What the exercise asks — What is needed is an exact repeat of the lines from the line containing "Where can you spot the tinted" through the final line of the entries below, and nothing else.

Excerpts from point annotation data —

● ● ● ● ●

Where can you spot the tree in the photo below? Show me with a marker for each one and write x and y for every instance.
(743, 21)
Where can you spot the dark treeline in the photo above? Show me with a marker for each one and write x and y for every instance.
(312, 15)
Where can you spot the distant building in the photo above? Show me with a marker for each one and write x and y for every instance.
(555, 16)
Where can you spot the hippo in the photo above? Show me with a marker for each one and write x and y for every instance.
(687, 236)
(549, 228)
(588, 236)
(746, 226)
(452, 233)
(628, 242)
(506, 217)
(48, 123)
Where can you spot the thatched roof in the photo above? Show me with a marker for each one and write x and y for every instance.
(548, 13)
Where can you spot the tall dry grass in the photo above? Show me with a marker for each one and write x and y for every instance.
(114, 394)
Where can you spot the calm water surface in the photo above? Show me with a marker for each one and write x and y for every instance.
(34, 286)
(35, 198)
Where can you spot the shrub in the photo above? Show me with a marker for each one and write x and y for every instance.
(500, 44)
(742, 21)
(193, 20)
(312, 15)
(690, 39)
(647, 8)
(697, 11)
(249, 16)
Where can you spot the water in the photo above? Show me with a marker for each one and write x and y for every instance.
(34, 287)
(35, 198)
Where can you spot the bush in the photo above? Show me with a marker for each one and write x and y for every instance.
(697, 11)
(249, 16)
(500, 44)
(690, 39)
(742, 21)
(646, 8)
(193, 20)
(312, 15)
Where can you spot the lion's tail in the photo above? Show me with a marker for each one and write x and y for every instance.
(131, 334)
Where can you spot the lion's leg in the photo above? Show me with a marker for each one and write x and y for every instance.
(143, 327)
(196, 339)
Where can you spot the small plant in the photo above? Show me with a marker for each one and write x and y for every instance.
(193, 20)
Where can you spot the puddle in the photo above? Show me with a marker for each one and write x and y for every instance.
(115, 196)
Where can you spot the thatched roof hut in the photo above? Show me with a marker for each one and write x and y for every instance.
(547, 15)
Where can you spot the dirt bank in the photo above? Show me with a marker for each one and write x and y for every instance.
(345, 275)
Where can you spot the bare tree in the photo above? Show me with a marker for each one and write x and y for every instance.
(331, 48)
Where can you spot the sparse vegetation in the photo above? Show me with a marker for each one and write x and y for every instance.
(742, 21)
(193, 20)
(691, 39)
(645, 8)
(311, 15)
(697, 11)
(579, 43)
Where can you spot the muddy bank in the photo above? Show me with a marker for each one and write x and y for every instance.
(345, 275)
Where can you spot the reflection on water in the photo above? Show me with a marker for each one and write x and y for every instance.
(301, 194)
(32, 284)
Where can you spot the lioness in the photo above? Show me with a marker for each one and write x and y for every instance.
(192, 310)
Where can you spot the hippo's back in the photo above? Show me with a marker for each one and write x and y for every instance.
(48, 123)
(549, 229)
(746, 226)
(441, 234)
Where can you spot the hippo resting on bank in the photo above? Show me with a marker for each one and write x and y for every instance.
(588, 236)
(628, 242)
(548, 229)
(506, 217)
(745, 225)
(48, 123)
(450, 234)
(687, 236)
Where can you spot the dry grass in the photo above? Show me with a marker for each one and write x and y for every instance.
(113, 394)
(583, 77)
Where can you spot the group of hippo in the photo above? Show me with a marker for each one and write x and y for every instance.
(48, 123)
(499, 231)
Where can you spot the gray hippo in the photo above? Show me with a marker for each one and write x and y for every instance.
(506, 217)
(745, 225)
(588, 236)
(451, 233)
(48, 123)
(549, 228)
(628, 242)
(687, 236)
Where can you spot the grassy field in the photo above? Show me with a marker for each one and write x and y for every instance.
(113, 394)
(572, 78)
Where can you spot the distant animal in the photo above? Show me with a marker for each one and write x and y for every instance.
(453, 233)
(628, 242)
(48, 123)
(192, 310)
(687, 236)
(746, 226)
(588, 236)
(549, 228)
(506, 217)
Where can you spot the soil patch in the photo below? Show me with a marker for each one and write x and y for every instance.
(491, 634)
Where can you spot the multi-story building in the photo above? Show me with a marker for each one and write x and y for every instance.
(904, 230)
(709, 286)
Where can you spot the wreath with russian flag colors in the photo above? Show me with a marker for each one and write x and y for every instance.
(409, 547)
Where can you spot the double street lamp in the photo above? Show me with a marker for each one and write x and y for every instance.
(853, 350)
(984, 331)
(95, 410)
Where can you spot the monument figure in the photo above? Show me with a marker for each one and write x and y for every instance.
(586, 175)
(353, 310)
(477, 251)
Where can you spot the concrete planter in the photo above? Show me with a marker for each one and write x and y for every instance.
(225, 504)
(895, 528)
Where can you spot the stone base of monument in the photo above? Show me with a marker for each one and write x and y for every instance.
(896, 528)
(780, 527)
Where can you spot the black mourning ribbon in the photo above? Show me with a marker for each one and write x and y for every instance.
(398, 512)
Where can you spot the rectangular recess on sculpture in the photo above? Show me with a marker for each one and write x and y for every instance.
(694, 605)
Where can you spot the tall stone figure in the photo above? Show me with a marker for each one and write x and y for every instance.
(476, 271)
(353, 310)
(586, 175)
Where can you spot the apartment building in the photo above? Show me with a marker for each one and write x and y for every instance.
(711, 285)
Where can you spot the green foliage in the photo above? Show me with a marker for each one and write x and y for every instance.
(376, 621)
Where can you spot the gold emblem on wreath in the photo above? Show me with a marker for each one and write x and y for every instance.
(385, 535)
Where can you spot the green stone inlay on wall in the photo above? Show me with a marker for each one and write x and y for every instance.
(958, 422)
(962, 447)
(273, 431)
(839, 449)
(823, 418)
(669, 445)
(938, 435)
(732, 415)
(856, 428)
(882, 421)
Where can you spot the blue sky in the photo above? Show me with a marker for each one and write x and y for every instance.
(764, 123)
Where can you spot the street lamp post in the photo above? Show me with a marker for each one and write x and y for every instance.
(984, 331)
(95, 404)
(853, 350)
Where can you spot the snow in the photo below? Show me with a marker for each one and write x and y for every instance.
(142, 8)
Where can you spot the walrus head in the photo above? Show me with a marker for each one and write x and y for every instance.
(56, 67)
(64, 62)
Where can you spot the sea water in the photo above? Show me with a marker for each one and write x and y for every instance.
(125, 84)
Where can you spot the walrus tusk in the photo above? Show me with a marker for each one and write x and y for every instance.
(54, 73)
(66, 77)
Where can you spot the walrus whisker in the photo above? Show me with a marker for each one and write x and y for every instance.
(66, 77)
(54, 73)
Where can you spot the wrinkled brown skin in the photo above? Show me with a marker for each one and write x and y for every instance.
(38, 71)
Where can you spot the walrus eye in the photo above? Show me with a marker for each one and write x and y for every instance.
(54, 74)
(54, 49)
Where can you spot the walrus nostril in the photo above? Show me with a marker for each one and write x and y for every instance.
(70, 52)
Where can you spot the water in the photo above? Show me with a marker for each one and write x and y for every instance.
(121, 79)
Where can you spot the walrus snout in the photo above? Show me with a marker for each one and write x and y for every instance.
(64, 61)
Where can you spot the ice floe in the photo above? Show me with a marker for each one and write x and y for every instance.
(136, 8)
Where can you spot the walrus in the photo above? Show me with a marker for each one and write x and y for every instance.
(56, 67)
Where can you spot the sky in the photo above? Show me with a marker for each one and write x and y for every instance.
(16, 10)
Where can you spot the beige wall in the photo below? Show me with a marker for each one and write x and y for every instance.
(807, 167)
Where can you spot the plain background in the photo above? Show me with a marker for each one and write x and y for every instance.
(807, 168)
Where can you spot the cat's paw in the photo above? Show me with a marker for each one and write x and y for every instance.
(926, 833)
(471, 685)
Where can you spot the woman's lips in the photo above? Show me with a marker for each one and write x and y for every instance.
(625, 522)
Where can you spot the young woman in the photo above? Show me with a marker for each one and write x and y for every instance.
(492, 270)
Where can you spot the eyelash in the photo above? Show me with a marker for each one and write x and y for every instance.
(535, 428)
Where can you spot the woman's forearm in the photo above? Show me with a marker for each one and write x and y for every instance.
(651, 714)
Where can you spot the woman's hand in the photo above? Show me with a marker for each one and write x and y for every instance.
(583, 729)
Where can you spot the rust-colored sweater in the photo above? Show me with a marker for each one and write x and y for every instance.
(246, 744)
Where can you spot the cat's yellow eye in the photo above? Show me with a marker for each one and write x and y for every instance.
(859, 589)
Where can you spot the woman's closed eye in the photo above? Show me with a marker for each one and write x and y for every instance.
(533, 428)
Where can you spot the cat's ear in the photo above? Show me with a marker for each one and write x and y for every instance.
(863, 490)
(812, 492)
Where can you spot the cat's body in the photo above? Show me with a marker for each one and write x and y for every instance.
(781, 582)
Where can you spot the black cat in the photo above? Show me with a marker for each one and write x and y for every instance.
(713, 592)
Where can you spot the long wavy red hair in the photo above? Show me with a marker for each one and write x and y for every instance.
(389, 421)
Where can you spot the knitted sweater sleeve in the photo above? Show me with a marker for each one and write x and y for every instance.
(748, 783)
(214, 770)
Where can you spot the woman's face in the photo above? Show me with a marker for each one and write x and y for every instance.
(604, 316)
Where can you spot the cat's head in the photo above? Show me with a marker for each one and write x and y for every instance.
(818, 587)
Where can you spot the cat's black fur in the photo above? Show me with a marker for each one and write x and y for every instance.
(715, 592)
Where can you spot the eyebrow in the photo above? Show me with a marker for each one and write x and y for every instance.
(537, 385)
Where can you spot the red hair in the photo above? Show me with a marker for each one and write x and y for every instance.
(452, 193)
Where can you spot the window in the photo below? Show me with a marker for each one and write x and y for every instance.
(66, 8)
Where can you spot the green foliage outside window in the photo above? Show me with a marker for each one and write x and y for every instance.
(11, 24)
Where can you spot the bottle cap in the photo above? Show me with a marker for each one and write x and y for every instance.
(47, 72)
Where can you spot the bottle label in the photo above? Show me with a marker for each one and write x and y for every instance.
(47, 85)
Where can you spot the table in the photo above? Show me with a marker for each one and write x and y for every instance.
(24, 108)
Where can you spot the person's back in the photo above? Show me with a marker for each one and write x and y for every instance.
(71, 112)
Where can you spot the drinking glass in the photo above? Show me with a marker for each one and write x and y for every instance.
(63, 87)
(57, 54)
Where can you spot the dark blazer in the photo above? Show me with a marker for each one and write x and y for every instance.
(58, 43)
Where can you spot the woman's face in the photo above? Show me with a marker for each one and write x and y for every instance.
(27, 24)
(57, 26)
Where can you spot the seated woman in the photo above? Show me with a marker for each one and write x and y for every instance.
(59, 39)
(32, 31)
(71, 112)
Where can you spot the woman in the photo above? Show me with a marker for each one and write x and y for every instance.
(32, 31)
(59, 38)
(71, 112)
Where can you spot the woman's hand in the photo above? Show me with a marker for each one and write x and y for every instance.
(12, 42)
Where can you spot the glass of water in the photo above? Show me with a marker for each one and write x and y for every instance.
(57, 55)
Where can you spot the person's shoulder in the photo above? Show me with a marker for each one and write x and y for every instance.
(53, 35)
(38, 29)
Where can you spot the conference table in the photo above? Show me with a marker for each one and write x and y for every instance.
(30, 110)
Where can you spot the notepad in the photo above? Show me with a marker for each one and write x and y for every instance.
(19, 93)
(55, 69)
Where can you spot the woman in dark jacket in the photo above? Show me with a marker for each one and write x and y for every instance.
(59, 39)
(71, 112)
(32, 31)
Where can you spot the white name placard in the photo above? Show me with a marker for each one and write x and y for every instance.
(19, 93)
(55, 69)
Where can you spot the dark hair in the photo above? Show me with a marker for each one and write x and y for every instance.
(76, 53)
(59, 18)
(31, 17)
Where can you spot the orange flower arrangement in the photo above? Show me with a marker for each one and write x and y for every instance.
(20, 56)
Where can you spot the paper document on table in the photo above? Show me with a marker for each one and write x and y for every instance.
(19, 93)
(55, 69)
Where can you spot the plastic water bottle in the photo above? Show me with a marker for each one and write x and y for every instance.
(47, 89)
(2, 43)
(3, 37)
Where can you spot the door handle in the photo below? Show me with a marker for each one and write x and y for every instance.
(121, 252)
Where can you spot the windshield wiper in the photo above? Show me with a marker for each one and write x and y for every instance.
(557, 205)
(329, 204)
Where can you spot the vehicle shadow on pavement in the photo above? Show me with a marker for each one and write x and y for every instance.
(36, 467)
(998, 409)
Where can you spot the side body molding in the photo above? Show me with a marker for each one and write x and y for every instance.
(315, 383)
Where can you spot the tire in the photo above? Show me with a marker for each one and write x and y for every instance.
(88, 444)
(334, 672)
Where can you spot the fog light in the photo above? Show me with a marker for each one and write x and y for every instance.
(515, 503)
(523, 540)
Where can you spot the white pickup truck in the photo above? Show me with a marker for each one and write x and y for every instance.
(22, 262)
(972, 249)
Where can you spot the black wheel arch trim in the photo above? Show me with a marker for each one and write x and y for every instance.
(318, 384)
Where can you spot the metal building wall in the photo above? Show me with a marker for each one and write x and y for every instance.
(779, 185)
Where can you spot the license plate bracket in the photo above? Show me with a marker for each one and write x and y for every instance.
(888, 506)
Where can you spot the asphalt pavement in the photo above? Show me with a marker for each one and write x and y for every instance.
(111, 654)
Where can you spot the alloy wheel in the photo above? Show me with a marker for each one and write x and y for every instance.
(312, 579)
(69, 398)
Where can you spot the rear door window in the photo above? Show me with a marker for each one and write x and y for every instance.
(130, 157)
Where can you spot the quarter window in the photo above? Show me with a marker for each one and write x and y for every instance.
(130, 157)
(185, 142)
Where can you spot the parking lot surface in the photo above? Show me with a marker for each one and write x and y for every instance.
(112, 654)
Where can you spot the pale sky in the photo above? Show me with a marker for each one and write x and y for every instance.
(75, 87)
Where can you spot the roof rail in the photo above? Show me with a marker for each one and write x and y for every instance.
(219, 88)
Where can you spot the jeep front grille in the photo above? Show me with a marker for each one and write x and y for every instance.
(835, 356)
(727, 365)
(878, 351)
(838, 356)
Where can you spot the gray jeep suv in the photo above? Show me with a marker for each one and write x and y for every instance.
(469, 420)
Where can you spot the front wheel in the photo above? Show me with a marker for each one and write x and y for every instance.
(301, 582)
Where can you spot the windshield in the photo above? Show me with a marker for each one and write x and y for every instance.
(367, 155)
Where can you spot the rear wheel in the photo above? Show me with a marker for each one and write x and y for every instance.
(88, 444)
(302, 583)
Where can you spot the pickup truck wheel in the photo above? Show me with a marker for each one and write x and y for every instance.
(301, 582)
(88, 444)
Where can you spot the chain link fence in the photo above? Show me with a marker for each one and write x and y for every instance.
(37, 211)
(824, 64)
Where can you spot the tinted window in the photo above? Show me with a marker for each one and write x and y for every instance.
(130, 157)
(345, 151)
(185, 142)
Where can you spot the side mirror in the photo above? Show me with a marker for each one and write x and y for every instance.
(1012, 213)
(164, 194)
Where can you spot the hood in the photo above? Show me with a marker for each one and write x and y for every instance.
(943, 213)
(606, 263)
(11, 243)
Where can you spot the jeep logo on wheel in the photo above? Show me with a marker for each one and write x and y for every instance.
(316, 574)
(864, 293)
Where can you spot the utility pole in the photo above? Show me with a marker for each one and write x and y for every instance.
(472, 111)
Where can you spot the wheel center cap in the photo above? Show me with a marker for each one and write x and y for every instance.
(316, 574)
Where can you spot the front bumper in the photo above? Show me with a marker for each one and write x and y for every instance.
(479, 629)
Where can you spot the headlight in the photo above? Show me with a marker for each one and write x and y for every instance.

● ● ● ● ●

Response to this task —
Where can you spot the tinted window in the photo above? Show me with a marker for each one and write x and y for every instance.
(130, 157)
(345, 151)
(185, 142)
Where can you spot the side mirror in the photo above? Show me with a marker for each one and write x and y for every instance.
(1012, 213)
(164, 194)
Where can you spot the hood in the photo above? Show me with a marker for each one and write x and y for every instance.
(943, 213)
(606, 263)
(11, 243)
Where can you spot the jeep logo on wheel in the photo above? Show me with a marker for each one and write x and y for every instance.
(316, 574)
(864, 293)
Where can you spot the utility pole in the photo above? Show me with a marker for each one and write x and y for every instance.
(472, 111)
Where can you spot the wheel center cap in the photo above? Show me with a marker for each one and write x and y for every instance.
(316, 574)
Where can you spot the front bumper in the photo above? Show me with a marker for each one and write x and y for every instance.
(479, 629)
Where can you spot the headlight in the photo above? Show me with a marker for each one and write x and y for every instance.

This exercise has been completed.